**** Texte fourni

Soc., 23 mars 2022, n° 20-16.781, (B), FS

Cassation partielle

Licenciement – Formalités légales – Lettre de licenciement – Signature – Qualité du signataire – Président d'une association – Conditions – Détermination – Portée

Il entre dans les attributions du président d'une association, sauf disposition statutaire attribuant cette compétence à un autre organe, de mettre en oeuvre la procédure de licenciement d'un salarié.

Licenciement – Formalités légales – Lettre de licenciement – Signature – Qualité du signataire – Action en contestation du pouvoir de la personne signataire – Cas – Contestation par le salarié d'une association – Moyens pouvant être invoqués – Détermination – Portée

Il résulte de l'article L. 1232-6 du code du travail, dans sa rédaction antérieure à l'ordonnance n° 2017-1387 du 22 septembre 2017, et de l'article 1165 du code civil, dans sa rédaction antérieure à l'ordonnance n° 2016-131 du 10 février 2016, que, si le salarié peut se prévaloir des statuts ou du règlement intérieur d'une association pour justifier du défaut de pouvoir de la personne signataire de la lettre de licenciement, il ne peut en revanche invoquer, sur le fondement de ces mêmes statuts, l'irrégularité de la désignation de l'organe titulaire du pouvoir de licencier pour contester son pouvoir.

********

#### Consigne A
Réécrivez la liste depuis son début jusqu'à la ligne contenant « 29 L 299 32 » incluse, en remplaçant « smoke » par « steam » sans rien modifier d'autre.
La liste ci-après n'a aucun lien avec le texte fourni.

**** Liste

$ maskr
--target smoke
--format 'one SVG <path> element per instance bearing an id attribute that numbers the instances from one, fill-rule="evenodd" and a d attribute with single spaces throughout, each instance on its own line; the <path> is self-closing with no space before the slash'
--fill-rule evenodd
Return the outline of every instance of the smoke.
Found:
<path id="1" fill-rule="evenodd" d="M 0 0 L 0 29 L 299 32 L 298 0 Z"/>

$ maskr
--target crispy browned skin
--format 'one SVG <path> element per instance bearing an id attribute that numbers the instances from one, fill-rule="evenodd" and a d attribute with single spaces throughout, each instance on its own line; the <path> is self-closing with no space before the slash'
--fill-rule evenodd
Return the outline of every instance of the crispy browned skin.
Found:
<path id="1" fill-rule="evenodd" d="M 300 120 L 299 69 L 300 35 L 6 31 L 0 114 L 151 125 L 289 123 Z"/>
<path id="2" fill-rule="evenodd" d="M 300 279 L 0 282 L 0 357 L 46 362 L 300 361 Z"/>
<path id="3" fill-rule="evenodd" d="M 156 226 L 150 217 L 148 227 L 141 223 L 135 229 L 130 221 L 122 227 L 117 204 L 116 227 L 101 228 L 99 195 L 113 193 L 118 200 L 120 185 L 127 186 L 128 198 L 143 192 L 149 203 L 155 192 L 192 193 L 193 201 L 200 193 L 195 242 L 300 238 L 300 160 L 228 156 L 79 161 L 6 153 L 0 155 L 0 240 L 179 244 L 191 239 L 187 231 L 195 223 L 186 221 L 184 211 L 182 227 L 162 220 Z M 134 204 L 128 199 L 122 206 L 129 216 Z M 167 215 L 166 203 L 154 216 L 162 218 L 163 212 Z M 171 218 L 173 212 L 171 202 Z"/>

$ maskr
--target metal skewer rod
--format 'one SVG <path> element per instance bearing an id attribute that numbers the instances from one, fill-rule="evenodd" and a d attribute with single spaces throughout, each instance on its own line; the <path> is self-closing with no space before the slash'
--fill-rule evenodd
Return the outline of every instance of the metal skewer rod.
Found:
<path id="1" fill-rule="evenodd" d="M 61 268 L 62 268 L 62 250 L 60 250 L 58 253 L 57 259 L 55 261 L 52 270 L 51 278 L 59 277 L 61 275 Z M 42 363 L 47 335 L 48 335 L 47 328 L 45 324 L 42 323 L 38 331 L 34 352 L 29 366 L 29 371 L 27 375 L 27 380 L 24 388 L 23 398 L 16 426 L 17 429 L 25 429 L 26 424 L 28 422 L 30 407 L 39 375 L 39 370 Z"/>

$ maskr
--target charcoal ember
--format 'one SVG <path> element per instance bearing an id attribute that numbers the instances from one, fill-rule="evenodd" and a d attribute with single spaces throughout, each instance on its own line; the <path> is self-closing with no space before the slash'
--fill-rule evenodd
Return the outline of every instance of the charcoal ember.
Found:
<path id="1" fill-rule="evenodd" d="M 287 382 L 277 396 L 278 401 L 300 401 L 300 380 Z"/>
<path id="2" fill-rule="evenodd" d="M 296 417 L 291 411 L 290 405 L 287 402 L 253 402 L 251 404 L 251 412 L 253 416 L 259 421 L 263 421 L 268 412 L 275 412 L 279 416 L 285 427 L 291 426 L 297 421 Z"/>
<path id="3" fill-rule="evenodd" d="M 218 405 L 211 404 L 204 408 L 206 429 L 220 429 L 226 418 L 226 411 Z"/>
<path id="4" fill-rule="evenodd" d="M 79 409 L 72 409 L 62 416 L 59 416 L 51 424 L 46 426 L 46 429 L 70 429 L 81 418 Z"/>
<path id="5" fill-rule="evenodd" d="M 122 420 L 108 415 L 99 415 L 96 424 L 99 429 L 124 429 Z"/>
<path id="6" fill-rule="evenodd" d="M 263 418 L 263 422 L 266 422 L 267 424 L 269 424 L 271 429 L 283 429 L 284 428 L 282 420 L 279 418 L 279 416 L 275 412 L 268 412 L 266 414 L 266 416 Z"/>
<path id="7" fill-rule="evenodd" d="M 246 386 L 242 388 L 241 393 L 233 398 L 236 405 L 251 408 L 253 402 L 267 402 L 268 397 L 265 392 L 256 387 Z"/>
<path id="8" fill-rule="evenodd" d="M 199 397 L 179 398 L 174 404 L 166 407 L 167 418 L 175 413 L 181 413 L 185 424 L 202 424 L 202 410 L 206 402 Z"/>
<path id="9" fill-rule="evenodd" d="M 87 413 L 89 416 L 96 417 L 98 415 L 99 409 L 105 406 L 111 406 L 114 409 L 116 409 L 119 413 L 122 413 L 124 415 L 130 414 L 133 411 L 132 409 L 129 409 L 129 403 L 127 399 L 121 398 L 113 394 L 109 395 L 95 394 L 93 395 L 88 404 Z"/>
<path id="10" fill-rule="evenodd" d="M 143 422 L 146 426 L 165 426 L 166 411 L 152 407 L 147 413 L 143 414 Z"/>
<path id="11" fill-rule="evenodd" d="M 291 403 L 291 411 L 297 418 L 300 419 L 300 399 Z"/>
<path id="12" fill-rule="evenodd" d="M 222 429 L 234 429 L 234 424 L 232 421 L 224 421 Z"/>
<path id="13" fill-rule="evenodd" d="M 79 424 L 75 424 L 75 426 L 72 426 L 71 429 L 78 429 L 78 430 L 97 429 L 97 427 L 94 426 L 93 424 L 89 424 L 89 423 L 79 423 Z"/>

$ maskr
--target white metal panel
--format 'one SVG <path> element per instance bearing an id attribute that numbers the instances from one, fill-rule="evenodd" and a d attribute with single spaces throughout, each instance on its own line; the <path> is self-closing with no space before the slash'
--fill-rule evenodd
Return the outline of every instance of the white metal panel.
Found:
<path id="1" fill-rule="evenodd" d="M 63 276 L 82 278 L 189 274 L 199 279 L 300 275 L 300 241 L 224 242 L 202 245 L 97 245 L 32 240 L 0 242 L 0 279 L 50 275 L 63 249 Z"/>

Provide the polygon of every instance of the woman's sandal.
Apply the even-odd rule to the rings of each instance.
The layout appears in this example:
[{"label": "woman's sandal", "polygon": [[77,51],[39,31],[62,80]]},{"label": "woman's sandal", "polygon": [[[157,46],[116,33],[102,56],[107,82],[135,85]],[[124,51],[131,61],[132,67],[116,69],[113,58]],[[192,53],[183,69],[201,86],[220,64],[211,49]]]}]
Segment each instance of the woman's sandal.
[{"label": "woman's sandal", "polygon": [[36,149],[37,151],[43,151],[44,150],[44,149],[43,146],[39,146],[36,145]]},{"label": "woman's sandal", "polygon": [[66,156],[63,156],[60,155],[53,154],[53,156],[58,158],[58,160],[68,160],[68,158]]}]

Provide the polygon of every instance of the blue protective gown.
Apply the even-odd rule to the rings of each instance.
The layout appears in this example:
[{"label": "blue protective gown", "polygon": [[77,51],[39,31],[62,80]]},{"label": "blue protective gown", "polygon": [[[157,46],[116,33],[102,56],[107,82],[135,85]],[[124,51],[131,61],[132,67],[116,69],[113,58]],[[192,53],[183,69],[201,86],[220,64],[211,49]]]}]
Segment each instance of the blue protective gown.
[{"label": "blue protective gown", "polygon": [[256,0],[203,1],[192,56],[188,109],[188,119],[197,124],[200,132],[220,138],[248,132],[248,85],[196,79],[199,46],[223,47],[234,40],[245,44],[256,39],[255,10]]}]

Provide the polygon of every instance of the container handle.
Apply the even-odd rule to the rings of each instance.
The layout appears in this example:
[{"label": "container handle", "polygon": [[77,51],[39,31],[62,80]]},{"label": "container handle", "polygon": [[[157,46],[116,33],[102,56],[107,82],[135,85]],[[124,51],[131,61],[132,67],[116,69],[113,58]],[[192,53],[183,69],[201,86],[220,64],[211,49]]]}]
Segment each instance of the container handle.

********

#### Consigne B
D'après le texte fourni, à qui revient, sauf disposition statutaire attribuant cette compétence à un autre organe, la mise en œuvre de la procédure de licenciement d'un salarié d'une association ?

#### Solution rédigée A
$ maskr
--target steam
--format 'one SVG <path> element per instance bearing an id attribute that numbers the instances from one, fill-rule="evenodd" and a d attribute with single spaces throughout, each instance on its own line; the <path> is self-closing with no space before the slash'
--fill-rule evenodd
Return the outline of every instance of the steam.
Found:
<path id="1" fill-rule="evenodd" d="M 0 0 L 0 29 L 299 32 L 298 0 Z"/>

#### Solution rédigée B
Au président de l'association.